On peut donc espérer, et même s’attendre, à ce que SciencesPo retrouve assez rapidement  sa sérénité. Mais cette crise en cours d’apaisement continue à poser un certain nombre de questions importantes pour SciencesPo et l’Université française, dont les suivantes :

 - La vocation de SciencesPo est-elle strictement  celles des sciences politiques ou concerne t-elle un champ plus large et dans ce cas lequel ?

- Le mode de gouvernance de SciencesPo est-il un modèle pour l'Université ou une anomalie à corriger ?

- La sélection et les droits d’entrée ont-ils vocation à se généraliser dans l’Université ?

▬▬▬

#### [MARCHE À SUIVRE]
Prolongez l'extrait sur la crise de SciencesPo en reprenant après sa dernière question.

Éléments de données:
▬▬▬

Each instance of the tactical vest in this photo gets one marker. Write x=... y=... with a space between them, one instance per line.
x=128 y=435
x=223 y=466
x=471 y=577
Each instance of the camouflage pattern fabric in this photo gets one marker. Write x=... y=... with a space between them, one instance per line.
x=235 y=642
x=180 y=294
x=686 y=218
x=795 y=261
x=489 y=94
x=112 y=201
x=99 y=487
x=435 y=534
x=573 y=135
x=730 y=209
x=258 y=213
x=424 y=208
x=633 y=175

▬▬▬

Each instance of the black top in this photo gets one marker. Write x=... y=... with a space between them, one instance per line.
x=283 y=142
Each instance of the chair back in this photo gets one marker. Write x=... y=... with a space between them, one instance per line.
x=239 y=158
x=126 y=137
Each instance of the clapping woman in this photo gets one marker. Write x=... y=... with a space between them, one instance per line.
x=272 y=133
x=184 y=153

▬▬▬

#### [RÉPONSE PROPOSÉE]
Pour conclure, on peut s’interroger sur les raisons pour lesquelles j’ai cru utile de consacrer une série de six blogs à la crise de SciencesPo, comme j’en avais consacré cinq cet été à la crise syrienne. La raison principale est que SciencesPo est une institution assez emblématique dans la République Française pour que l’on ne se désintéresse pas de son évolution. Mais je dois indiquer aussi que j’ai quelques titres à m’y être particulierement attaché en tant qu’ancien président du jury « Gestion Publique » de l’ENA, en tant qu’ancien directeur d’une des rares structures mixtes public/privé de l’Université, l’IECS Strasbourg et bien sûr en tant que professeur en Sciences de Gestion à l’Université.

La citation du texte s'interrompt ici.